- [To do] Turn every line of the material below into a Markdown table with the columns "Row" and "Line," putting a running row number in the first and the line itself in the second. Leave out blank lines.

>> Start Supplied material

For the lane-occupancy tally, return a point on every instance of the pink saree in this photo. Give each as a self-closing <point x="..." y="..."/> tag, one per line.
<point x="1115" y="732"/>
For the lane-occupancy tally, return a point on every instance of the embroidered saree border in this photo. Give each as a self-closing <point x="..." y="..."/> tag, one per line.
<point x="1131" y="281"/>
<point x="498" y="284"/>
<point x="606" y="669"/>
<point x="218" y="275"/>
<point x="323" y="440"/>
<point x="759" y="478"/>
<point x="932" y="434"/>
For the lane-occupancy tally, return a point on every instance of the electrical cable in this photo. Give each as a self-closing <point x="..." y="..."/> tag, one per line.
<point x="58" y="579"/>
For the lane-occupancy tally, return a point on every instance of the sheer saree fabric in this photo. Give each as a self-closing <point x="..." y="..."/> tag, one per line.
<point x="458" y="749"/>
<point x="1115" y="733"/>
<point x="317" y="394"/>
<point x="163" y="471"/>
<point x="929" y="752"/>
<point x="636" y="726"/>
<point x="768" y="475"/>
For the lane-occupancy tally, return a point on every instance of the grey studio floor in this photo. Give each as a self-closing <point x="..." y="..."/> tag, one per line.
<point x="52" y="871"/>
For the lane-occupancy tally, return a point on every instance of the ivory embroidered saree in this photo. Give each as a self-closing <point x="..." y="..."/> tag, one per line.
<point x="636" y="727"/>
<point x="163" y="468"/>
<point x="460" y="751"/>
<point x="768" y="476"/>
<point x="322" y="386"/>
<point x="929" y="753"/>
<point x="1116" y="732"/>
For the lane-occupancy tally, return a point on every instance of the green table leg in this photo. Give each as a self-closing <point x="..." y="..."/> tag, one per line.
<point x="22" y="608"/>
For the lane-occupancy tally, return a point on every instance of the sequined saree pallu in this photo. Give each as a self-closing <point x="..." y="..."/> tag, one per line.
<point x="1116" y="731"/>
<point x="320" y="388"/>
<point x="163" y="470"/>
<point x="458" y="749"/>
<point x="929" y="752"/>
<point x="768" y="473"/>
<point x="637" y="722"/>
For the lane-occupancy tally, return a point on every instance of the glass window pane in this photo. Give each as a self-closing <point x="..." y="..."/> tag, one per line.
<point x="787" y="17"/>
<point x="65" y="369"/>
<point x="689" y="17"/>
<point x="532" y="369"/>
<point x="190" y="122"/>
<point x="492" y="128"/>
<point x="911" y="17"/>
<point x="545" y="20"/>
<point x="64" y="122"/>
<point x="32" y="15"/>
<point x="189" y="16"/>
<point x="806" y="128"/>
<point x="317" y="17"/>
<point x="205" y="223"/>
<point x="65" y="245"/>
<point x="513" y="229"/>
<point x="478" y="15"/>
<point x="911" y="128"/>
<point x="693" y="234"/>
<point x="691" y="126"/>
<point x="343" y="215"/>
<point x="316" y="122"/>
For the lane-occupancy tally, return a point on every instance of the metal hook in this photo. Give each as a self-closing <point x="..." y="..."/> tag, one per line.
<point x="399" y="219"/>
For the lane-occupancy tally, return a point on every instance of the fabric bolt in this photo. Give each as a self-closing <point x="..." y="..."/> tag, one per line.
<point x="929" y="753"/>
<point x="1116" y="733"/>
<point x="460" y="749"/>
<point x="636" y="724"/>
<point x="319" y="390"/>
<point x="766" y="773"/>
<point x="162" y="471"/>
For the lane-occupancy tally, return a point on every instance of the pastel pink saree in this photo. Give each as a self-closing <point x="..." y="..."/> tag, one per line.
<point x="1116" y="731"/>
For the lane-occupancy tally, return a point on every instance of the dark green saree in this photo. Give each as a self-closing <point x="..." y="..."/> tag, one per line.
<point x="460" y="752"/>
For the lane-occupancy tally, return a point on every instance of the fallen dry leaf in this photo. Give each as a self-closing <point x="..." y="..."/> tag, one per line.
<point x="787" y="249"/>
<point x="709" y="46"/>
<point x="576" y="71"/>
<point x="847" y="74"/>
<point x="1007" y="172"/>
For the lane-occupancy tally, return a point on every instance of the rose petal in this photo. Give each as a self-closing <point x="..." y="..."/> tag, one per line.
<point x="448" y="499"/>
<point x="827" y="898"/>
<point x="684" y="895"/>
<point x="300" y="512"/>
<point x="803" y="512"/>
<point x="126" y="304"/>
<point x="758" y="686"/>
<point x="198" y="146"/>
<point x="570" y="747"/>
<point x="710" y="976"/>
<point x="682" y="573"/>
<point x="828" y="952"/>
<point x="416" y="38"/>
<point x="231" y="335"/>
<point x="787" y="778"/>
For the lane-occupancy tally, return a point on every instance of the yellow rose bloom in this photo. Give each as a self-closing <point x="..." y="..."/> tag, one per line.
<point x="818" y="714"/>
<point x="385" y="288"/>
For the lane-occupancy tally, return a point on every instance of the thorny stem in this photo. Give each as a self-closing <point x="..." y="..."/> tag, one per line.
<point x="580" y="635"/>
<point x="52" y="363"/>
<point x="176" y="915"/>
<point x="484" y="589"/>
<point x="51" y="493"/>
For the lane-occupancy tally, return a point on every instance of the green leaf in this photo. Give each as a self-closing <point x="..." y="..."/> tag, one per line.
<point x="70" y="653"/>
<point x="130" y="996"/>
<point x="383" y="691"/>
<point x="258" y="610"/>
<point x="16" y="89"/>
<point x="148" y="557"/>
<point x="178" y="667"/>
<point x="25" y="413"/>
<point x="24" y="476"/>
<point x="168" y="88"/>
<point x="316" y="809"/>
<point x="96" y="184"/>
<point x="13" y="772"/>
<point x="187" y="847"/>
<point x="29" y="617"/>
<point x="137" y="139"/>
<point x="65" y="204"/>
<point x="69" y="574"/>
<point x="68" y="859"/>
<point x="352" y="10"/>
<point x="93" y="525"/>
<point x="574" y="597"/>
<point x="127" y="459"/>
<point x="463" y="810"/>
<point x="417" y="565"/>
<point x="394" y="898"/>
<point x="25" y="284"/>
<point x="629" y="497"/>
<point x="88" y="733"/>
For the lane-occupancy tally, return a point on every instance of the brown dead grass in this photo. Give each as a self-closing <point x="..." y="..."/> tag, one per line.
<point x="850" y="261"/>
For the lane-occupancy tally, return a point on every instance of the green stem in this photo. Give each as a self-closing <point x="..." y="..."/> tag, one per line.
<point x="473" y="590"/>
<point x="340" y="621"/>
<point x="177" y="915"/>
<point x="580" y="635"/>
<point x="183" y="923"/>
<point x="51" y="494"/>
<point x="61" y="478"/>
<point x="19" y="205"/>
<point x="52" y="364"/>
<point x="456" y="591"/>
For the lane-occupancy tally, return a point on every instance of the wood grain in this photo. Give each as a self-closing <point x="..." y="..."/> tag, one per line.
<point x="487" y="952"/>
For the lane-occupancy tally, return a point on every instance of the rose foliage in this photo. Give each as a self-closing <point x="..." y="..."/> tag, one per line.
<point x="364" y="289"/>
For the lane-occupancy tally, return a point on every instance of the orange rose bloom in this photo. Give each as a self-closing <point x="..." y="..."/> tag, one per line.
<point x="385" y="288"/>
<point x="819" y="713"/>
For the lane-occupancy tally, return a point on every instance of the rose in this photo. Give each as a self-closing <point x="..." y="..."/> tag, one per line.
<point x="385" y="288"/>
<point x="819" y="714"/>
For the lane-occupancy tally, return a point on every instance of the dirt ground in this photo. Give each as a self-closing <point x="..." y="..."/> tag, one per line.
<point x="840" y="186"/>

>> End Supplied material

- [Answer in full]
| Row | Line |
|---|---|
| 1 | For the lane-occupancy tally, return a point on every instance of the pink saree in this photo. Give each as a self-closing <point x="..." y="..."/> tag, one per line. |
| 2 | <point x="1115" y="732"/> |
| 3 | For the lane-occupancy tally, return a point on every instance of the embroidered saree border in this photo. Give each as a self-closing <point x="..." y="..."/> tag, one per line. |
| 4 | <point x="1131" y="281"/> |
| 5 | <point x="498" y="284"/> |
| 6 | <point x="606" y="669"/> |
| 7 | <point x="218" y="275"/> |
| 8 | <point x="323" y="440"/> |
| 9 | <point x="759" y="478"/> |
| 10 | <point x="932" y="434"/> |
| 11 | For the lane-occupancy tally, return a point on every instance of the electrical cable in this photo. Give each as a self-closing <point x="..." y="..."/> tag, one per line. |
| 12 | <point x="58" y="579"/> |
| 13 | For the lane-occupancy tally, return a point on every instance of the sheer saree fabric in this photo. Give each as a self-closing <point x="..." y="..."/> tag, one per line. |
| 14 | <point x="458" y="749"/> |
| 15 | <point x="1115" y="733"/> |
| 16 | <point x="317" y="394"/> |
| 17 | <point x="163" y="471"/> |
| 18 | <point x="929" y="752"/> |
| 19 | <point x="636" y="726"/> |
| 20 | <point x="768" y="475"/> |
| 21 | For the lane-occupancy tally, return a point on every instance of the grey studio floor in this photo. Give each as a self-closing <point x="..." y="..."/> tag, one per line. |
| 22 | <point x="52" y="871"/> |
| 23 | For the lane-occupancy tally, return a point on every instance of the ivory embroidered saree in this photo. Give each as a self-closing <point x="..." y="..."/> tag, one per line. |
| 24 | <point x="636" y="727"/> |
| 25 | <point x="163" y="468"/> |
| 26 | <point x="460" y="751"/> |
| 27 | <point x="768" y="476"/> |
| 28 | <point x="322" y="386"/> |
| 29 | <point x="929" y="753"/> |
| 30 | <point x="1116" y="732"/> |
| 31 | For the lane-occupancy tally, return a point on every instance of the green table leg in this photo. Give each as a self-closing <point x="..." y="..."/> tag, one per line. |
| 32 | <point x="22" y="608"/> |
| 33 | For the lane-occupancy tally, return a point on every instance of the sequined saree pallu in this photo. Give each as a self-closing <point x="..." y="..."/> tag, one per line. |
| 34 | <point x="1116" y="731"/> |
| 35 | <point x="320" y="388"/> |
| 36 | <point x="163" y="470"/> |
| 37 | <point x="458" y="749"/> |
| 38 | <point x="929" y="752"/> |
| 39 | <point x="768" y="473"/> |
| 40 | <point x="637" y="722"/> |
| 41 | For the lane-occupancy tally, return a point on every instance of the glass window pane in this photo. Give each as a self-closing <point x="..." y="..."/> tag, one per line. |
| 42 | <point x="787" y="17"/> |
| 43 | <point x="65" y="369"/> |
| 44 | <point x="689" y="17"/> |
| 45 | <point x="532" y="369"/> |
| 46 | <point x="190" y="122"/> |
| 47 | <point x="492" y="128"/> |
| 48 | <point x="911" y="17"/> |
| 49 | <point x="545" y="20"/> |
| 50 | <point x="64" y="122"/> |
| 51 | <point x="32" y="15"/> |
| 52 | <point x="189" y="16"/> |
| 53 | <point x="806" y="128"/> |
| 54 | <point x="317" y="17"/> |
| 55 | <point x="205" y="223"/> |
| 56 | <point x="65" y="245"/> |
| 57 | <point x="513" y="229"/> |
| 58 | <point x="478" y="15"/> |
| 59 | <point x="911" y="128"/> |
| 60 | <point x="693" y="234"/> |
| 61 | <point x="691" y="126"/> |
| 62 | <point x="343" y="215"/> |
| 63 | <point x="316" y="122"/> |
| 64 | For the lane-occupancy tally, return a point on every instance of the metal hook in this photo. Give each as a self-closing <point x="..." y="..."/> tag, one per line. |
| 65 | <point x="399" y="219"/> |
| 66 | For the lane-occupancy tally, return a point on every instance of the fabric bolt in this photo. Give each as a self-closing <point x="..." y="..."/> tag, one per line. |
| 67 | <point x="929" y="753"/> |
| 68 | <point x="1116" y="733"/> |
| 69 | <point x="460" y="749"/> |
| 70 | <point x="636" y="724"/> |
| 71 | <point x="319" y="390"/> |
| 72 | <point x="766" y="773"/> |
| 73 | <point x="162" y="471"/> |
| 74 | For the lane-occupancy tally, return a point on every instance of the pastel pink saree in this photo. Give each as a self-closing <point x="..." y="..."/> tag, one per line. |
| 75 | <point x="1116" y="731"/> |
| 76 | For the lane-occupancy tally, return a point on every instance of the dark green saree in this photo. Give each as a self-closing <point x="..." y="..."/> tag, one per line. |
| 77 | <point x="460" y="752"/> |
| 78 | For the lane-occupancy tally, return a point on every instance of the fallen dry leaf in this photo. Give each as a self-closing <point x="..." y="..."/> tag, one per line. |
| 79 | <point x="787" y="249"/> |
| 80 | <point x="709" y="46"/> |
| 81 | <point x="576" y="71"/> |
| 82 | <point x="847" y="74"/> |
| 83 | <point x="1007" y="172"/> |
| 84 | For the lane-occupancy tally, return a point on every instance of the rose petal in this photo. Give each as a self-closing <point x="..." y="..."/> tag, one per line. |
| 85 | <point x="448" y="499"/> |
| 86 | <point x="827" y="898"/> |
| 87 | <point x="684" y="895"/> |
| 88 | <point x="300" y="512"/> |
| 89 | <point x="803" y="512"/> |
| 90 | <point x="126" y="304"/> |
| 91 | <point x="758" y="686"/> |
| 92 | <point x="198" y="146"/> |
| 93 | <point x="570" y="747"/> |
| 94 | <point x="710" y="976"/> |
| 95 | <point x="682" y="573"/> |
| 96 | <point x="828" y="952"/> |
| 97 | <point x="416" y="38"/> |
| 98 | <point x="231" y="335"/> |
| 99 | <point x="787" y="778"/> |
| 100 | For the lane-occupancy tally, return a point on every instance of the yellow rose bloom in this photo. Give each as a self-closing <point x="..." y="..."/> tag, one per line. |
| 101 | <point x="818" y="714"/> |
| 102 | <point x="385" y="288"/> |
| 103 | For the lane-occupancy tally, return a point on every instance of the thorny stem in this photo. Give each as a self-closing <point x="..." y="..."/> tag, one per line. |
| 104 | <point x="580" y="635"/> |
| 105 | <point x="52" y="363"/> |
| 106 | <point x="176" y="915"/> |
| 107 | <point x="484" y="589"/> |
| 108 | <point x="51" y="493"/> |
| 109 | For the lane-occupancy tally, return a point on every instance of the green leaf in this photo. Give each as a self-closing <point x="..." y="..."/> tag, one per line. |
| 110 | <point x="70" y="653"/> |
| 111 | <point x="130" y="996"/> |
| 112 | <point x="383" y="691"/> |
| 113 | <point x="258" y="610"/> |
| 114 | <point x="16" y="89"/> |
| 115 | <point x="148" y="557"/> |
| 116 | <point x="178" y="667"/> |
| 117 | <point x="25" y="413"/> |
| 118 | <point x="24" y="476"/> |
| 119 | <point x="168" y="88"/> |
| 120 | <point x="316" y="809"/> |
| 121 | <point x="96" y="184"/> |
| 122 | <point x="13" y="772"/> |
| 123 | <point x="187" y="847"/> |
| 124 | <point x="29" y="617"/> |
| 125 | <point x="137" y="139"/> |
| 126 | <point x="65" y="204"/> |
| 127 | <point x="69" y="574"/> |
| 128 | <point x="68" y="859"/> |
| 129 | <point x="352" y="10"/> |
| 130 | <point x="93" y="525"/> |
| 131 | <point x="574" y="597"/> |
| 132 | <point x="127" y="459"/> |
| 133 | <point x="463" y="810"/> |
| 134 | <point x="417" y="565"/> |
| 135 | <point x="394" y="898"/> |
| 136 | <point x="25" y="284"/> |
| 137 | <point x="629" y="497"/> |
| 138 | <point x="88" y="733"/> |
| 139 | For the lane-occupancy tally, return a point on every instance of the brown dead grass in this photo. Give each as a self-closing <point x="..." y="..."/> tag, one per line. |
| 140 | <point x="850" y="261"/> |
| 141 | For the lane-occupancy tally, return a point on every instance of the green stem in this photo. Give each as a self-closing <point x="..." y="..."/> tag, one per line. |
| 142 | <point x="473" y="590"/> |
| 143 | <point x="340" y="621"/> |
| 144 | <point x="177" y="915"/> |
| 145 | <point x="580" y="635"/> |
| 146 | <point x="183" y="923"/> |
| 147 | <point x="51" y="494"/> |
| 148 | <point x="61" y="478"/> |
| 149 | <point x="19" y="205"/> |
| 150 | <point x="52" y="364"/> |
| 151 | <point x="456" y="591"/> |
| 152 | For the lane-occupancy tally, return a point on every instance of the wood grain in this photo. Give each as a self-closing <point x="..." y="..."/> tag, one per line. |
| 153 | <point x="487" y="952"/> |
| 154 | For the lane-occupancy tally, return a point on every instance of the rose foliage in this photo. Give each as a self-closing <point x="..." y="..."/> tag, one per line. |
| 155 | <point x="364" y="289"/> |
| 156 | For the lane-occupancy tally, return a point on every instance of the orange rose bloom in this photo. Give each as a self-closing <point x="..." y="..."/> tag, one per line. |
| 157 | <point x="385" y="288"/> |
| 158 | <point x="819" y="713"/> |
| 159 | For the lane-occupancy tally, return a point on every instance of the rose in this photo. Give each as a self-closing <point x="..." y="..."/> tag, one per line. |
| 160 | <point x="385" y="288"/> |
| 161 | <point x="819" y="714"/> |
| 162 | For the lane-occupancy tally, return a point on every instance of the dirt ground in this photo. Give each as a self-closing <point x="..." y="..."/> tag, one per line. |
| 163 | <point x="840" y="186"/> |